** Data follows **

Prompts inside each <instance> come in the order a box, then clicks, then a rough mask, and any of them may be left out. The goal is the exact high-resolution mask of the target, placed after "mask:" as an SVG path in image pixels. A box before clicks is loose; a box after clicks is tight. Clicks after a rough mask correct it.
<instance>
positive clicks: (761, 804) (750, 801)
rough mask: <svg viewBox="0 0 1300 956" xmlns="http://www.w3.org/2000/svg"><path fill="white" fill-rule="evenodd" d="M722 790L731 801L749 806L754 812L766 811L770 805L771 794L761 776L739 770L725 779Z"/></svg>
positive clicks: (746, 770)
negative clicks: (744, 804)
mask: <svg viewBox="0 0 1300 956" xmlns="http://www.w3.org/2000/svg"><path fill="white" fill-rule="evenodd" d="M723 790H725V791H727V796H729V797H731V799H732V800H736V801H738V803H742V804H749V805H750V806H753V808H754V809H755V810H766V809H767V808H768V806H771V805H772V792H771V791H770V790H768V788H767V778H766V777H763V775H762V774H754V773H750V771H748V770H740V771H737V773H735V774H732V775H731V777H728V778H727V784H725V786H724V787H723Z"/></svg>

** End of Data **

Rewrite the records above, changing every "positive clicks" to "foreground clicks" and leaving everything else as it is.

Prompts inside each <instance> come in the order a box, then clicks, then a rough mask, and any of them may be left out. The goal is the exact high-resolution mask of the target, placed after "mask:" as an SVG path in image pixels. A box before clicks is loose; a box after clicks is tight. Clicks after a rough mask correct it.
<instance>
foreground clicks: (761, 804) (750, 801)
rough mask: <svg viewBox="0 0 1300 956" xmlns="http://www.w3.org/2000/svg"><path fill="white" fill-rule="evenodd" d="M722 790L731 801L749 806L754 812L766 811L770 805L771 794L761 776L739 770L725 779Z"/></svg>
foreground clicks: (746, 770)
negative clicks: (744, 804)
mask: <svg viewBox="0 0 1300 956" xmlns="http://www.w3.org/2000/svg"><path fill="white" fill-rule="evenodd" d="M723 790H725V791H727V796H729V797H731V799H732V800H736V801H738V803H742V804H749V805H750V806H753V808H754V809H755V810H766V809H767V808H768V806H771V805H772V792H771V791H770V790H768V788H767V778H766V777H763V775H762V774H754V773H750V771H748V770H740V771H737V773H735V774H732V775H731V777H728V778H727V784H725V786H724V787H723Z"/></svg>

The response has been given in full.